◆ What this task involves:
Every line from the one with "For the evaluation set, tag every instance of the large tire" to the one with "For the evaluation set, tag every instance of the lower", including those two, is to be copied exactly; all other lines of the entries below are left out.

◆ Input material:
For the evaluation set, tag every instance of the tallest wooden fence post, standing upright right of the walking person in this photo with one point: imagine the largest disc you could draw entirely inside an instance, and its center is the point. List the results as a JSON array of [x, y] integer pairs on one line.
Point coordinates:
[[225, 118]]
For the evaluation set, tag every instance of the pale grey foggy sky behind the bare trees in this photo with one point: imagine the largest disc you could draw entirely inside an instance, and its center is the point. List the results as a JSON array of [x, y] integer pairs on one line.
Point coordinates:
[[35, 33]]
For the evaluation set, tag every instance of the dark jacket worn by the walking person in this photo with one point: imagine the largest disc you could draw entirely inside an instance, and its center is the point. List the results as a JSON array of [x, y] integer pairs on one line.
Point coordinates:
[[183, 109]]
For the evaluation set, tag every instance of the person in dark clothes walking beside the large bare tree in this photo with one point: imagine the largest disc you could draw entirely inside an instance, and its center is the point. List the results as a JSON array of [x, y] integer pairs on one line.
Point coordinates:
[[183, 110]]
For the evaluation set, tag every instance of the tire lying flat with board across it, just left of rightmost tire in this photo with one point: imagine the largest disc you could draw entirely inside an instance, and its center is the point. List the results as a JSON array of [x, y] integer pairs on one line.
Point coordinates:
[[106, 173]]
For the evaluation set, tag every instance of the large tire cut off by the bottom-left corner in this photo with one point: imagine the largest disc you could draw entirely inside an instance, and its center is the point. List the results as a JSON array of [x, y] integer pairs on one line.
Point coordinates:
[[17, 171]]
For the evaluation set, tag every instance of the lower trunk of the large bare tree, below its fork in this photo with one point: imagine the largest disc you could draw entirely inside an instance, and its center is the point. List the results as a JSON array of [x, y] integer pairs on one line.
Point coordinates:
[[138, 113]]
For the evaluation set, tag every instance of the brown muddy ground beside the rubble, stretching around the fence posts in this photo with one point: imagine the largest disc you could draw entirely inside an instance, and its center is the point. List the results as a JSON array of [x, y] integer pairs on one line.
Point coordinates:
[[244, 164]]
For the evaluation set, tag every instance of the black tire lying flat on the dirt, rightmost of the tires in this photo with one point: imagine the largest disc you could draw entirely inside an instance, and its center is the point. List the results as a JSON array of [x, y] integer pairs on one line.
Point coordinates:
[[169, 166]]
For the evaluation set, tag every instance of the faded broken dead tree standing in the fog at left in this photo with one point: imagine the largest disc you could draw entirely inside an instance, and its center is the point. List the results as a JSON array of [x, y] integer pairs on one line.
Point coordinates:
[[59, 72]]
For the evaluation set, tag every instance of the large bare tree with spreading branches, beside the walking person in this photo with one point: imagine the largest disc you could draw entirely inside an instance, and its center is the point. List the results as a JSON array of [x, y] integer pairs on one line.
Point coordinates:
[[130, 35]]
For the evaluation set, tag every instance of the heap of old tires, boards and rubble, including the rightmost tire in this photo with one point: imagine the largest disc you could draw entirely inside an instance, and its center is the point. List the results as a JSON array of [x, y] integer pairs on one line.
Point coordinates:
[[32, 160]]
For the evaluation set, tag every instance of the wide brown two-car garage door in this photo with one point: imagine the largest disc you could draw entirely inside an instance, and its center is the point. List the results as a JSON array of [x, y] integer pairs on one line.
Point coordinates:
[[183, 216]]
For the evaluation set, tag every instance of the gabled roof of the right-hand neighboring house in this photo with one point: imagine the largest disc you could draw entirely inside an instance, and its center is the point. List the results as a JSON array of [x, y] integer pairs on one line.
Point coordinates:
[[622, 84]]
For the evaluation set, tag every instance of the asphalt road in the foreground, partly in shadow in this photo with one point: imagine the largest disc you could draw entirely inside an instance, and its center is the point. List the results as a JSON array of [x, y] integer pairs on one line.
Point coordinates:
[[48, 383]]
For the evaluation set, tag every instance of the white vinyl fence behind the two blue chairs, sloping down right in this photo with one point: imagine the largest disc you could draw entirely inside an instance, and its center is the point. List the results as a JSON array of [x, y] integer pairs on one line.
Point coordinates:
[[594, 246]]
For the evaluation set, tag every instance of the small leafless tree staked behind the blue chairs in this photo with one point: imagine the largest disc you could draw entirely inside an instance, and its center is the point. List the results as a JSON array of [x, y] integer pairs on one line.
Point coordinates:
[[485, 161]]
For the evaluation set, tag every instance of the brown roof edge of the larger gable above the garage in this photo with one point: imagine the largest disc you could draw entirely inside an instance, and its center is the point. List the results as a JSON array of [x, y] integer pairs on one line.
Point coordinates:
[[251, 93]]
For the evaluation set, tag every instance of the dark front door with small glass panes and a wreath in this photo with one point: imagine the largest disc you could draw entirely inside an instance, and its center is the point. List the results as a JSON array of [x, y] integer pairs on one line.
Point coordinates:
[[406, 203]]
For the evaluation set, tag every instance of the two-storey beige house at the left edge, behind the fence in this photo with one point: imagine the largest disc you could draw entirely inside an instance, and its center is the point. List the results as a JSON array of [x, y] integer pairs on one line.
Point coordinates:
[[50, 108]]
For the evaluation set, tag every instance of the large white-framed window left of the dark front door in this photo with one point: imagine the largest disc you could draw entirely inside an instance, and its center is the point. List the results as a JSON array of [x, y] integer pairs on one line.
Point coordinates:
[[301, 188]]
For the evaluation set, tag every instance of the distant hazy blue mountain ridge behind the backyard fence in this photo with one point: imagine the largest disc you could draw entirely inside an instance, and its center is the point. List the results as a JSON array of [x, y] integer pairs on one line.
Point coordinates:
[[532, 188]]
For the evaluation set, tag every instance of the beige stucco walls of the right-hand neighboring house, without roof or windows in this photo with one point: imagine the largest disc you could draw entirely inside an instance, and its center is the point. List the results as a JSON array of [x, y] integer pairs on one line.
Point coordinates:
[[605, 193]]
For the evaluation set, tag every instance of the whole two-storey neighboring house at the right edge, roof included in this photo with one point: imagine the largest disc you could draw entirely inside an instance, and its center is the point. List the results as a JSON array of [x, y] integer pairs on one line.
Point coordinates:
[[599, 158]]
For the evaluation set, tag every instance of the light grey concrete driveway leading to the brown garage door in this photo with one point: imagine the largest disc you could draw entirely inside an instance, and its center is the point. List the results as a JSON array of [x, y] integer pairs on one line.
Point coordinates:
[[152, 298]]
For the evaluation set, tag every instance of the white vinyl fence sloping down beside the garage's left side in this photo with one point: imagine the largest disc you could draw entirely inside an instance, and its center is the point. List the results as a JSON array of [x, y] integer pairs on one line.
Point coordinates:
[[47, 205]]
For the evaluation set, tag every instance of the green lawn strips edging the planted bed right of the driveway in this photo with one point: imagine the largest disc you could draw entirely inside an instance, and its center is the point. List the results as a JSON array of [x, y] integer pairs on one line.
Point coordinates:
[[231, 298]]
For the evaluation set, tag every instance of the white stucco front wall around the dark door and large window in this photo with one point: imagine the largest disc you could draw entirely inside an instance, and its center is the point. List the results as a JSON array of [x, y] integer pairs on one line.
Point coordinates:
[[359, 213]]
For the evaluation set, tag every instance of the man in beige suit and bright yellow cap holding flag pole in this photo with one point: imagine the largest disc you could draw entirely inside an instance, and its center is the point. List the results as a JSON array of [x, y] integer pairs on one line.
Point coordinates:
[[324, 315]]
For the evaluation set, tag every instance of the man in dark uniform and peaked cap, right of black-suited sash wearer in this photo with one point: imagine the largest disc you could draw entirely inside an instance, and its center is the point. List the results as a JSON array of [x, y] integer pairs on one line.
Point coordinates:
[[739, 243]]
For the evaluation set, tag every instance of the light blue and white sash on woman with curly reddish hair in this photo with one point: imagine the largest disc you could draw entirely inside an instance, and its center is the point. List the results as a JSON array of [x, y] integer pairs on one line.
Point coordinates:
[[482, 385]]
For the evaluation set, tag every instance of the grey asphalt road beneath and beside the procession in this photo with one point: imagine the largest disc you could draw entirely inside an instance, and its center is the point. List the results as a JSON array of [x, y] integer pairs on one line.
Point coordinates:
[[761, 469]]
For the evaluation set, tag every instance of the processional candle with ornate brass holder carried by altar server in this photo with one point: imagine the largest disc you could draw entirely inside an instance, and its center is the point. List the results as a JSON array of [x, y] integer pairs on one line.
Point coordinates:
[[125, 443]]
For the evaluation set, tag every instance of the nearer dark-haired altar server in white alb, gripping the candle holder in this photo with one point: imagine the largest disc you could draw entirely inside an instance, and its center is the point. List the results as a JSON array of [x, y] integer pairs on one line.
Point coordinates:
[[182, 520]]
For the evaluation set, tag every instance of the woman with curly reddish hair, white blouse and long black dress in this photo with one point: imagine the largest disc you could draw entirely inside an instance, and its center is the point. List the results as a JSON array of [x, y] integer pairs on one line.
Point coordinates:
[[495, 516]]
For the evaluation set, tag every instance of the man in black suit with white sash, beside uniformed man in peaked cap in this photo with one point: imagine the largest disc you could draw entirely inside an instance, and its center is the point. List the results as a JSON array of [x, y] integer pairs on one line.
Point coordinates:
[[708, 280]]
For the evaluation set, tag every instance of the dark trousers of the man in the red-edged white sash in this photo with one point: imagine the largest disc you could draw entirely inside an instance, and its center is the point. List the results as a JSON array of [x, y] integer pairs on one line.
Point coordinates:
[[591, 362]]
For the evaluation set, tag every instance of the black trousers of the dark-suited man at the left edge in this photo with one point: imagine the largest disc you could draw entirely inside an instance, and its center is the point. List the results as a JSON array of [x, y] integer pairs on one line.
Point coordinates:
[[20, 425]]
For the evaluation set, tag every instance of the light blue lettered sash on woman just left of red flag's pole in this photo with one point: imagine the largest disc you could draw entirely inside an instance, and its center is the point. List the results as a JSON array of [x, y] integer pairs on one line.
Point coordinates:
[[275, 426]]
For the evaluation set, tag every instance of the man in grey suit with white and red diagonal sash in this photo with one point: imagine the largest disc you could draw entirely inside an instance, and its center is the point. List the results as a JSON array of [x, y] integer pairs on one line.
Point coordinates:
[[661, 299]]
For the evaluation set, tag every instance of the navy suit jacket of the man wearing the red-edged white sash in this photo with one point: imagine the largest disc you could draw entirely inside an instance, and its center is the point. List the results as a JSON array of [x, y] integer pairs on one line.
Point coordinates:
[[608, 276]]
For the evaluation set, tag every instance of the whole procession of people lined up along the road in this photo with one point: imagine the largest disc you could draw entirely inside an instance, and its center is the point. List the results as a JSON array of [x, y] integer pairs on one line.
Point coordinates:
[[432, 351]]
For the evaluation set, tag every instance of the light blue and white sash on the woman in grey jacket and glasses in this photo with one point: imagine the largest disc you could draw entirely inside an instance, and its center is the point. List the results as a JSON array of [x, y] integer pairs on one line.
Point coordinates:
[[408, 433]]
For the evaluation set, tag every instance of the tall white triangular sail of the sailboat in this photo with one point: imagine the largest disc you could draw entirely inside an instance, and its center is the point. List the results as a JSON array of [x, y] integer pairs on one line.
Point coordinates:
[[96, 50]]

◆ Response to this exercise:
For the evaluation set, tag every instance of the large tire cut off by the bottom-left corner in this photo with one point: imagine the largest disc you could draw entirely inside an instance, and its center is the point. List the results as a JSON array of [x, y] integer pairs on one line.
Point coordinates:
[[17, 171]]
For the evaluation set, tag every instance of the lower trunk of the large bare tree, below its fork in this photo with one point: imagine the largest disc you could draw entirely inside an instance, and its center is the point. List the results as a JSON array of [x, y] integer pairs on one line.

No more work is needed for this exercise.